[Start of Selection]

Did Jason write that exerpt or was it just a snippet of one of his conversations?
Happy Read a Book Day to you, too!
Oh crap. I missed the day. I will be sure to post my favorite excerpt tomorrow. I will march around the house, chanting it naked to make up for my laxness today.
These are the moments I wish I read romance novels, so I could quote something really funny from them. I bet one could make a whole site just with that concept.
I refuse to recognize Read a Book Day based on the fact that, in spite of my urgent coaxing, there is still no Write a Book Day. *grin*
You could probably kill two birds with one stone if you walk down your road with an open can of tuna and a few slices of ham. Every dog and cat miles around would follow you thus creating a parade of sorts, then you could pen them up and call it a petting zoo. Oh. But you'd better have a boom box for that parade. Parades really need music.
jpr: it sounds like something you've already tried
rhodent: whatcha reading?
Chickie: ha ha! another good idea
Mariana: one could. I should rewrite the whole blog, in fact, as if I were living in a romance novel. now that would be something
Weary Hag: you are quite creative :) and yes, parades always need music. It's really too bad that cats and dogs can't play kazoos
Need a trombone in the Calypso-Cajun marching band (as long as I can wear shorts and tennies)?
Go Gonzo!
Comfort addict: heh heh! I wish I could play a musical instrument
kazoos are highly overrated. give me a dog who can work the trombone, then you've got something sister!
hope the book was good. nice excerpt.

[End of Selection]
[Start of Extracted information]

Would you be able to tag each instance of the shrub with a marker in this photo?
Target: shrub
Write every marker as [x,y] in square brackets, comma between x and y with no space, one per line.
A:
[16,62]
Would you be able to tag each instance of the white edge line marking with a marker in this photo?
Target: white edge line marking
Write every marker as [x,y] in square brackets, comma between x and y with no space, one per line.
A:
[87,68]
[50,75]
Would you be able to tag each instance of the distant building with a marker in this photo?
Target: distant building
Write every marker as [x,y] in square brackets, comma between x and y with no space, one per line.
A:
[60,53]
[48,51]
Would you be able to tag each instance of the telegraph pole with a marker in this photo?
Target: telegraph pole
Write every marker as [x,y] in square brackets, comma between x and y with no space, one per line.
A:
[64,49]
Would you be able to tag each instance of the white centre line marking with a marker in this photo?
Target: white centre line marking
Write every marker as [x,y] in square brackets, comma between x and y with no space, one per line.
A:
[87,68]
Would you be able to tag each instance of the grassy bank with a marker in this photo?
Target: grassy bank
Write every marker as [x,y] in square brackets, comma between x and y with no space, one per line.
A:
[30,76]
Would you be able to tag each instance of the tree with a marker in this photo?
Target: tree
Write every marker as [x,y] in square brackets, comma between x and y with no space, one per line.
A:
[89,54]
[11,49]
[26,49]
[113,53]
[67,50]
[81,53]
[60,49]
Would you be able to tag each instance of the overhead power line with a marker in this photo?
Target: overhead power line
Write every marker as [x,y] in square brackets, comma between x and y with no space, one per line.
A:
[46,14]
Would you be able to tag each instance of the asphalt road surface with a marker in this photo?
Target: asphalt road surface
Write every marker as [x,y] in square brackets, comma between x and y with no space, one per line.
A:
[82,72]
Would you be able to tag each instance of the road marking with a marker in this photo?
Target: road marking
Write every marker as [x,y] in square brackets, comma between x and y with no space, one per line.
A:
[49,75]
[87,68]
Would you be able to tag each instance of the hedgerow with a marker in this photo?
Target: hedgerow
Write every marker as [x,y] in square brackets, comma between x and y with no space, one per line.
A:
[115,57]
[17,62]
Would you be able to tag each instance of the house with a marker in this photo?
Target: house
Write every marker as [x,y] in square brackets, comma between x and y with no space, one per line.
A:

[End of Extracted information]

= Work instructions =
1. In the comments, list every name that stands at the start of a reply and is followed by a colon.
2. Decide whether each statement agrees with the comments, and back each yes or no with the deciding words quoted from them. (a) One comment claims that parades need music. (b) One commenter says they can play a musical instrument. (c) The plan to draw animals into a parade calls for tuna and ham.
3. Copy out the comments from "Did Jason write" to "with that concept.".
Work only from the comments above when answering.

= Solutions =
1. jpr, rhodent, Chickie, Mariana, Weary Hag, Comfort addict

2.
(a) Yes: "Parades really need music."
(b) No: "I wish I could play a musical instrument"
(c) Yes: "an open can of tuna and a few slices of ham"

3.
Did Jason write that exerpt or was it just a snippet of one of his conversations?
Happy Read a Book Day to you, too!
Oh crap. I missed the day. I will be sure to post my favorite excerpt tomorrow. I will march around the house, chanting it naked to make up for my laxness today.
These are the moments I wish I read romance novels, so I could quote something really funny from them. I bet one could make a whole site just with that concept.